**GIVEN TASK 1**
Report every line of the records that contains the word "black", treating uppercase and lowercase letters as different.

--- Begin TEXT BLOCK ---

The Weyerhaeuser Veterans of Foreign Wars Post 5780 celebrated its Diamond Jubilee Anniversary Saturday, marking 75 years since it was first mustered just months after the official end of World War II.
More than 50 people assembled for the special event held at the post’s headquarters in the village. The day included remarks from federal, state and local dignitaries as well as the presentation of a special proclamation.
Those in attendance walked the hall, viewing pictures, sharing stories and remembering the past since the post assembled on March 22, 1946.
The post was initiated with 56 charter members. Of that group, 10 served in World War I. Of that group, only one charter member remains. He is Wallace Checkalski.
“We put a lot of effort into it,” said Checkalski, 99.
Post Commander Tom Bush encouraged guests to look over the pictures and memorabilia around the hall. He credited the post’s charter members for their hard work.
“Wow, 75 years,” Post Commander Tom Bush said.

--- End TEXT BLOCK ---

**GIVEN TASK 2**
In the article about the veterans post's anniversary, how many charter members did the post start with?

--- Begin RECORD EXCERPTS ---

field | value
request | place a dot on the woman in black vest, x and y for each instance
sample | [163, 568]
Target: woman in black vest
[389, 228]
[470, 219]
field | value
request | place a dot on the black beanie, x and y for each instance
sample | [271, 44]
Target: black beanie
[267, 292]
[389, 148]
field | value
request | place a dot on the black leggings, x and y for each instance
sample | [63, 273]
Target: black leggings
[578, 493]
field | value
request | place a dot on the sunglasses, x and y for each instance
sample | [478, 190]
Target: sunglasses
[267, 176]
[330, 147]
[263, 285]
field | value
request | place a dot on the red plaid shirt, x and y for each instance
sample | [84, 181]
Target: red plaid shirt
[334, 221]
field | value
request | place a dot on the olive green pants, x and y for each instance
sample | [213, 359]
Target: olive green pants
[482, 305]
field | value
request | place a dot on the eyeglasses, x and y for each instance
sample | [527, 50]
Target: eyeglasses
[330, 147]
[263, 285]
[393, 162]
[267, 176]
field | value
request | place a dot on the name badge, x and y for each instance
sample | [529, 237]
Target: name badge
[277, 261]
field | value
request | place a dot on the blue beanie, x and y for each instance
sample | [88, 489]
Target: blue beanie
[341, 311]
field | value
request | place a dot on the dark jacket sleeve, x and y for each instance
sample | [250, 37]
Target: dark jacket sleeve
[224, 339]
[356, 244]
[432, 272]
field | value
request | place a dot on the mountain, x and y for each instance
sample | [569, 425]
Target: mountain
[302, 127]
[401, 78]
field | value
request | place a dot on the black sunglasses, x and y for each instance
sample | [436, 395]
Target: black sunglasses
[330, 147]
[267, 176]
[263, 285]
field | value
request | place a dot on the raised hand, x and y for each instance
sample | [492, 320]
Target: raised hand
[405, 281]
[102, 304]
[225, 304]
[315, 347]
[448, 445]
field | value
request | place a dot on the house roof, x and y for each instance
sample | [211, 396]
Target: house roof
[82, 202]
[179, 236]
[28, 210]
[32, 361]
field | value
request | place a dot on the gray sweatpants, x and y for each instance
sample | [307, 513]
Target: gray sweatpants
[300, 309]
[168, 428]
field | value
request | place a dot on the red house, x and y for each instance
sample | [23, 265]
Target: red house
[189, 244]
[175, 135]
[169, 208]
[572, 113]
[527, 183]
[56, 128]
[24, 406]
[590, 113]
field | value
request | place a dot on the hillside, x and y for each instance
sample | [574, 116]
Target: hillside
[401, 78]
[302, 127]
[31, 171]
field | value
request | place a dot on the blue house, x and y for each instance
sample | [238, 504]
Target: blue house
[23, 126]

--- End RECORD EXCERPTS ---

**FULL RESPONSE 1**
request | place a dot on the woman in black vest, x and y for each instance
Target: woman in black vest
request | place a dot on the black beanie, x and y for each instance
Target: black beanie
request | place a dot on the black leggings, x and y for each instance
Target: black leggings
request | place a dot on the black sunglasses, x and y for each instance
Target: black sunglasses

**FULL RESPONSE 2**
56